MaaSというと移動手段や新しい交通サービスと捉えがちですが、観光MaaSは移動先の目的そのものが重要になってきます。その目的を達成するために様々なモビリティサービスを組み合わせて提供できる仕組みこそ、観光MaaSと言えるでしょう。改めて考えてみると移動そのものを目的としている人は、実はあまりいません。移動はあくまでも手段であって、人はその先の目的が大事です。旅行として考えるとわかりやすいでしょう。旅先での目的があって、人は移動します。もっと具体的に示すならば、移動手段としての飛行機や目的地の宿泊先が1つになったパッケージ旅行商品を、デジタルを用いてオンデマンドでリアルタイムに提供できるサービス・仕組み、それが観光MaaSです。

◆参考記事 MaaSで変わる地域交流・観光マーケティングの未来
https://www.jtbcom.co.jp/article/chiiki/1049.html


日比野
観光MaaSは必ずしもモビリティサービスの提供だけに限らないということですね。

黒岩
1つのプラットフォームでモビリティサービスを提供するという仕組みについては、既に世の中に存在しています。具体的には、交通系ICカードがあれば、鉄道をはじめとした様々なサービスを利用できるのはご存じの通りです。また移動に際しても、ひとつの検索アプリをスマートフォンに入れていれば、行きたいルートがすぐわかります。さらに検索するだけでなく、予約までも行えるといった機能もすでに存在しています。

ただ移動先の目的と言った部分(飲食店の予約や施設の入場チケット購入等)のデジタル化はなかなか進んでおりません。MaasというモビリティサービスのみがDX化されてきている現状において、私はこの目的という部分が観光MaaSにおいて、デジタルプラットフォーム上に同時に組み込まれる必要があると考えています。

JCD 黒岩
JCD 黒岩

2 日本で初めての環境配慮型・観光MaaS 「NIKKO MaaS」

日比野
2021年10月28日にスタートした「NIKKO MaaS」の事例について、JCDが関わった背景について教えてください。

○ ○ ○ ○ ○ ○ ○

_課題_
1. 観光MaaSの抜粋のうち「ただ移動先の目的と言った部分」から始まり「る必要があると考えています。」まで続く部分を、「飲食店」を「レストラン」に置き換えて書き直すこと。
2. 観光MaaSの抜粋を、最後の文の後から続けて書くこと。
エントリは観光MaaSの抜粋とは関係がない。

_データ抜粋_
○ ○ ○ ○ ○ ○ ○

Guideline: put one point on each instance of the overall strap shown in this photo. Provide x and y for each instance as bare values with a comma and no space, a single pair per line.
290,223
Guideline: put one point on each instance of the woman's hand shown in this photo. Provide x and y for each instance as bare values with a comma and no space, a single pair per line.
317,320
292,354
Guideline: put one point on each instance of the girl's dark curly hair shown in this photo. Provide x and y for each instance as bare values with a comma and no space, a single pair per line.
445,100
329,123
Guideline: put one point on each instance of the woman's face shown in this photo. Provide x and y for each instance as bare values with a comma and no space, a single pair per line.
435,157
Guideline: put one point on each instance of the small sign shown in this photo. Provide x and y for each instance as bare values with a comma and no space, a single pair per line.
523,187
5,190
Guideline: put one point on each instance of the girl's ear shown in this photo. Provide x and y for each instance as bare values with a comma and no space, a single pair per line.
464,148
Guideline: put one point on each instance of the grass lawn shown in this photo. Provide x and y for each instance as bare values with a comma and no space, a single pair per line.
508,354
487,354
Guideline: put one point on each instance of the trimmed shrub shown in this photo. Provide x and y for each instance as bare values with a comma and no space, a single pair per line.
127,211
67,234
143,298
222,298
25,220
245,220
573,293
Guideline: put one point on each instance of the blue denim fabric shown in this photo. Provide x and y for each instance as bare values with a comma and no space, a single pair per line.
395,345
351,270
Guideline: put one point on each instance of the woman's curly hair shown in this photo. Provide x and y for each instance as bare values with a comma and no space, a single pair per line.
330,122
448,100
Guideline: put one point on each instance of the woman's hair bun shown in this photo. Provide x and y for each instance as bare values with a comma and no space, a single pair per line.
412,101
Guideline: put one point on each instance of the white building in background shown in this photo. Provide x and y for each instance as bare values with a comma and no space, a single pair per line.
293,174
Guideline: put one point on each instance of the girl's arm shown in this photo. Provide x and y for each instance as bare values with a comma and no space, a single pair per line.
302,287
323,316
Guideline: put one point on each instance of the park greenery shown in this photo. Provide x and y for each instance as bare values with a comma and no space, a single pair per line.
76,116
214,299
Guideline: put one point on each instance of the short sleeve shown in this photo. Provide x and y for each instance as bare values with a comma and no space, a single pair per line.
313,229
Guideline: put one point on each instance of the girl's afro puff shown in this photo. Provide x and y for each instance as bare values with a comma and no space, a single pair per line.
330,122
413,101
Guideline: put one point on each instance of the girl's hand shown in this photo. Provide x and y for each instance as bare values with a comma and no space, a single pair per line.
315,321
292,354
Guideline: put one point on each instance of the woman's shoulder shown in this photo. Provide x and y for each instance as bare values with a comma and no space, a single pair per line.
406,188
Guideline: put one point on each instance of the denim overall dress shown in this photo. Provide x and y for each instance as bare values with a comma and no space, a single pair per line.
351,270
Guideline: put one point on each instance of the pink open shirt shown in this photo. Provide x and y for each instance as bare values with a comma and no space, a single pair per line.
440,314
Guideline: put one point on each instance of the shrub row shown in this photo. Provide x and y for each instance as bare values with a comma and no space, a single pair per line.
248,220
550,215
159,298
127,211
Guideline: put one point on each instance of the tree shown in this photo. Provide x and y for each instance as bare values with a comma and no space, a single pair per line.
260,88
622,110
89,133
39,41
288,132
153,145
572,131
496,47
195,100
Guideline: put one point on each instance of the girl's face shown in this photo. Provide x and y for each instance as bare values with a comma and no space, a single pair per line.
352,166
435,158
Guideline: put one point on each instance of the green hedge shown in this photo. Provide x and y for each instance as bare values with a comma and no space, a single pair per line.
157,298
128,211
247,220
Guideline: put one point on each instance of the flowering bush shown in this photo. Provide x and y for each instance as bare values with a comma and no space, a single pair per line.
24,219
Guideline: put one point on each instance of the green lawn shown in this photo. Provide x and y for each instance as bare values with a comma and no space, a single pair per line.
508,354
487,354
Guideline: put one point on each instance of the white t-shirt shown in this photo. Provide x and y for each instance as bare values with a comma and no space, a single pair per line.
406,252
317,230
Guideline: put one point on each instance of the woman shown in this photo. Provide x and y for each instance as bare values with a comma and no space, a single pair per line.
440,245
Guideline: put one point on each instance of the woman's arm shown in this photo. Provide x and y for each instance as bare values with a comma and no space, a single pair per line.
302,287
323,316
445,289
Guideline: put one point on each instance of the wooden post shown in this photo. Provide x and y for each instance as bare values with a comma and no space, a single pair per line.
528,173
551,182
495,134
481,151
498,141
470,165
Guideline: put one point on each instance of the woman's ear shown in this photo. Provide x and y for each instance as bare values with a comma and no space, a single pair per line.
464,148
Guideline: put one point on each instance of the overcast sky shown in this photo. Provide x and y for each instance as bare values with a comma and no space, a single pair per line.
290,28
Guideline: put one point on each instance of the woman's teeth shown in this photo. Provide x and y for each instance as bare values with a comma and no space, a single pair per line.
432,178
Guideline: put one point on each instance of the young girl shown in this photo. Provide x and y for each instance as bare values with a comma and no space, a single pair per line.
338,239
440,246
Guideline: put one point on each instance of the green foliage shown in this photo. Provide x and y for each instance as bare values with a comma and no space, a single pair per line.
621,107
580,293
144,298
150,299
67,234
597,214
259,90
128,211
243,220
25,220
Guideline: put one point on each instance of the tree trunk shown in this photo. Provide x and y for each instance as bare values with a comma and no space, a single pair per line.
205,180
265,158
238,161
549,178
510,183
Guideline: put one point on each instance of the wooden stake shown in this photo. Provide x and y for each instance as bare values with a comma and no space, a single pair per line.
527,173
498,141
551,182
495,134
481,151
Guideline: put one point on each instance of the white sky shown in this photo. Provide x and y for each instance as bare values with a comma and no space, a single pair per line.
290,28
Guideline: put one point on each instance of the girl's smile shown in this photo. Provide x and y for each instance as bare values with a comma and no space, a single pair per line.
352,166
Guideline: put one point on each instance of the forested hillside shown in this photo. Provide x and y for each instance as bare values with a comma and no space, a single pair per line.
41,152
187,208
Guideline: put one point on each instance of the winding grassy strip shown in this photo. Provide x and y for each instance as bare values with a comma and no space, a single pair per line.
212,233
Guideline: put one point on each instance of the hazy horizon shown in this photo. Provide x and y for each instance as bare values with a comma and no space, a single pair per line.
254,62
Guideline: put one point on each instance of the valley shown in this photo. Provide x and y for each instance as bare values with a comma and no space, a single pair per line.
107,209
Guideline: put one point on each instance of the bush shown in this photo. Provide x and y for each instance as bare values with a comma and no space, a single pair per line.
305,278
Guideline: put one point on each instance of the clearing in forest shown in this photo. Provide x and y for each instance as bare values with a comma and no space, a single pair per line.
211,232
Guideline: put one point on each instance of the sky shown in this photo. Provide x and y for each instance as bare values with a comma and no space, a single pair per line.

○ ○ ○ ○ ○ ○ ○

_解答_
1.
ただ移動先の目的と言った部分(レストランの予約や施設の入場チケット購入等)のデジタル化はなかなか進んでおりません。MaasというモビリティサービスのみがDX化されてきている現状において、私はこの目的という部分が観光MaaSにおいて、デジタルプラットフォーム上に同時に組み込まれる必要があると考えています。

2.
黒岩
元々は私たちが観光MaaSを推進する前段として、電気自動車を普及促進させるための充電インフラ整備に力を入れてきました。およそ10年前からガソリンスタンドに代わる電気エネルギーを供給する充電ステーションを、様々な観光地に設置することを進めており、現時点で全国約1600基を設置しました。この時に各地や関係各社とのネットワークを作れたことが、今に繋がっていると思います。インフラ整備は、単独で当社のような会社だけで仕掛けることは難しく、様々な自治体やテクノロジーを持つ企業をネットワークでつないで作り上げる必要がありました。

この分野において全国的にコンソーシアムが広がっていく中で、栃木県においても、日本有数の観光地であり、国定国立公園でもある日光地域に白羽の矢がたちました。日光は以前より交通渋滞等の問題を抱えていたこともあり、「環境を保全しながら、観光を促進する」といった観光MaaSの目的に見合った訳です。観光客に公共交通を使って日光まで来ていただき、現地では電気自動車(EV)のカーシェアリングを利用する・・・といったようにインフラ自体を変える新しい仕組みを創りだしていく必然性がありました。

充電器設置のビジョンとして、電気自動車の普及促進を広域にわたりまんべんなく行うのではなく、観光地の中でも特に環境保全と観光促進の両立が求められる国定国立公園において実施していこうということになりました。そこから波及して、EV推進協議会が立ち上がりました。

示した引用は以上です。